**Description of the task:** Look below for the line holding "[indicate] the sunglasses" and the line holding "[indicate] the gray sleeve". Repeat those two and everything between, exactly.
━━━━━ Raw data
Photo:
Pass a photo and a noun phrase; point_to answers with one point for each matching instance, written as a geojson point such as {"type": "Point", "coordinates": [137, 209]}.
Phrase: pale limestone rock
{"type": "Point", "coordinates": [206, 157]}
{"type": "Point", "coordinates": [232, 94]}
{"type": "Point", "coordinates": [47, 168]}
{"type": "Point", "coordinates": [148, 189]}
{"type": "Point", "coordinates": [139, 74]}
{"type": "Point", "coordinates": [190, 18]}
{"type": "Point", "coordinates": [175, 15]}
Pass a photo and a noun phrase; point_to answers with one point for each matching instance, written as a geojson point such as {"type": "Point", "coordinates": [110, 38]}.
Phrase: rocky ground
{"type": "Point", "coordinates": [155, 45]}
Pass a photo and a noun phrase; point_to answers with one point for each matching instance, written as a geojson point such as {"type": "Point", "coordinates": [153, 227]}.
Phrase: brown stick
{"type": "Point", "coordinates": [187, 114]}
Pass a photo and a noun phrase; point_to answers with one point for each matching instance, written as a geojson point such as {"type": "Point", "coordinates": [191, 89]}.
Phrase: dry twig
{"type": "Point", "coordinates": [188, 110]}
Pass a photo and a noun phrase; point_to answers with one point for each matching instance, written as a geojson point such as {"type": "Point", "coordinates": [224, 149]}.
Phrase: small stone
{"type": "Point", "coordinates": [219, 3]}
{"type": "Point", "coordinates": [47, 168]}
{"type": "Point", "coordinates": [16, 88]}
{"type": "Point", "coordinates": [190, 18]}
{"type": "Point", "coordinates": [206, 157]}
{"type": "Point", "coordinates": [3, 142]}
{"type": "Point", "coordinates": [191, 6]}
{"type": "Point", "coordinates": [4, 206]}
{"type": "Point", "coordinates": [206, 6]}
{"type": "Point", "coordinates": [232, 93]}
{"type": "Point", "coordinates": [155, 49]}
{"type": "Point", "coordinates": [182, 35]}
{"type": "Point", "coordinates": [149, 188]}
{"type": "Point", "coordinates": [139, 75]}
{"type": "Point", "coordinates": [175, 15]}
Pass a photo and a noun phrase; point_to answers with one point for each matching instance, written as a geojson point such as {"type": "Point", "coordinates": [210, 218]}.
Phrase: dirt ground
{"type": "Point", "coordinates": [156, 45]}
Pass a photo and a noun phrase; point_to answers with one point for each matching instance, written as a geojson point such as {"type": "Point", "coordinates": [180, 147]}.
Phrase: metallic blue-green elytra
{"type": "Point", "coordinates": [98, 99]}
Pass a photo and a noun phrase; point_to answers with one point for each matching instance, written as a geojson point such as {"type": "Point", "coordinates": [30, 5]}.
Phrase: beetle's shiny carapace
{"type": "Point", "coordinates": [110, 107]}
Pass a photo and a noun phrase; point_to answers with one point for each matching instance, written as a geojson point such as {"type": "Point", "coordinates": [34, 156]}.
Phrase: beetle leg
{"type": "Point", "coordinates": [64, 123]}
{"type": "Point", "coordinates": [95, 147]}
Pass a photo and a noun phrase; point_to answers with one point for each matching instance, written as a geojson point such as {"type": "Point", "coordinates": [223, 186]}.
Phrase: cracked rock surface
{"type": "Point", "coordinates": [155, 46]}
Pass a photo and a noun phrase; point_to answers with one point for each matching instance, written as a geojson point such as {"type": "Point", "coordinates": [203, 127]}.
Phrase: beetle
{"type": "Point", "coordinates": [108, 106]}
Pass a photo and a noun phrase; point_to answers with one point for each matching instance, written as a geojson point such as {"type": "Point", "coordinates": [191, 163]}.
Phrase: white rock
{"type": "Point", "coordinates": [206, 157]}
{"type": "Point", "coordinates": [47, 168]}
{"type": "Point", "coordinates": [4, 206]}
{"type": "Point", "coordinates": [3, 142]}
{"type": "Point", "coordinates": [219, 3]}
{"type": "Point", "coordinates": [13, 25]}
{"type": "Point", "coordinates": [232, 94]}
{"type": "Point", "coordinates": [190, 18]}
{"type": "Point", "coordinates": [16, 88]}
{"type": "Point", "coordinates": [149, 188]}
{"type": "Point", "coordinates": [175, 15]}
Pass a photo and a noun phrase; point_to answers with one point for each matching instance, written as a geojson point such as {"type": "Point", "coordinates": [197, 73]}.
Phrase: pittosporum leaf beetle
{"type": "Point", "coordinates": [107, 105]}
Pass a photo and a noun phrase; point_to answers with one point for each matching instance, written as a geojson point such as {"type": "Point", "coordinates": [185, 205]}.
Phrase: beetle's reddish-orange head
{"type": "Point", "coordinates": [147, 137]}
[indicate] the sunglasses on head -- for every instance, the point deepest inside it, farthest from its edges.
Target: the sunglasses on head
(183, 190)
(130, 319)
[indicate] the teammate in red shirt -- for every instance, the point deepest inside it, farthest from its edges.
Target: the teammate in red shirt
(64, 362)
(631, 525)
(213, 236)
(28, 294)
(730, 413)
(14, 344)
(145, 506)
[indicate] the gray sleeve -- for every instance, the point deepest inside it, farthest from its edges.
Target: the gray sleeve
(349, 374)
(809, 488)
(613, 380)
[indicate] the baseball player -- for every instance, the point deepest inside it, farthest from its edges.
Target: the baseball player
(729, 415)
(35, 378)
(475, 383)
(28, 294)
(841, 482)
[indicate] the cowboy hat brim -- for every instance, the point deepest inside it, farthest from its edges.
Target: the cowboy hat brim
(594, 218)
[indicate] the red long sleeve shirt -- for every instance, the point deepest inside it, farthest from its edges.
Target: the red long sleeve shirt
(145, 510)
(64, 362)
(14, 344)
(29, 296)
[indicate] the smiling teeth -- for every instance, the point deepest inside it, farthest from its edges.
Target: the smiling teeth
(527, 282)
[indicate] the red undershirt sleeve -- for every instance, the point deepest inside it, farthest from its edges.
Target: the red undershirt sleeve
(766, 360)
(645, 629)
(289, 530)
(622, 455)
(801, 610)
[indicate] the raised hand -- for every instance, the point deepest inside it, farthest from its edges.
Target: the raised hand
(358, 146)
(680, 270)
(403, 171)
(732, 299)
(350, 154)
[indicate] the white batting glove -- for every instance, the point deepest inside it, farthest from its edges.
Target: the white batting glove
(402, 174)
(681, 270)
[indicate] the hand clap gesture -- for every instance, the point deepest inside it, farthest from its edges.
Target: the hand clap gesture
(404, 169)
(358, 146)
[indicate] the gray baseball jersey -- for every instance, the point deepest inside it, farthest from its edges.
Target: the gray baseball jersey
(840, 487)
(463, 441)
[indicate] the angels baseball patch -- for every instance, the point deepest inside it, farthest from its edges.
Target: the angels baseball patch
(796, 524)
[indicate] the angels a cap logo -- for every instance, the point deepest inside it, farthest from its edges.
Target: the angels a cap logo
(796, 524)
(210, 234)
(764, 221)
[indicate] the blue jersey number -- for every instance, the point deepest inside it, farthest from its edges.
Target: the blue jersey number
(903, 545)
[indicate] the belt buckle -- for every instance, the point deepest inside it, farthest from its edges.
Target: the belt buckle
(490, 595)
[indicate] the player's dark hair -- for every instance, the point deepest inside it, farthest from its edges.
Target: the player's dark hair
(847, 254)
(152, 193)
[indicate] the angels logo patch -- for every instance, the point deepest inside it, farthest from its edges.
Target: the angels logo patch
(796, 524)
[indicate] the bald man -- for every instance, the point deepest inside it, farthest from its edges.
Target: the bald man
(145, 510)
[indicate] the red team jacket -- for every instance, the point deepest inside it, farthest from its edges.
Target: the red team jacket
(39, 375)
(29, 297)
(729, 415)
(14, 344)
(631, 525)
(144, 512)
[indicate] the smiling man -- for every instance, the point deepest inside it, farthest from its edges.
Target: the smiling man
━━━━━━━━━━
**Answer:**
[indicate] the sunglasses on head -- for every instance, the point deepest inside it, farthest from its edges.
Target: the sunglasses on head
(183, 190)
(130, 319)
[indicate] the teammate in red shirt -- for every instance, the point deepest inside it, farthest from its edges.
Target: the teammate in red shirt
(64, 362)
(631, 525)
(213, 236)
(28, 294)
(730, 413)
(14, 344)
(145, 506)
[indicate] the gray sleeve -- for every instance, the point deepest inside it, farthest from its edges.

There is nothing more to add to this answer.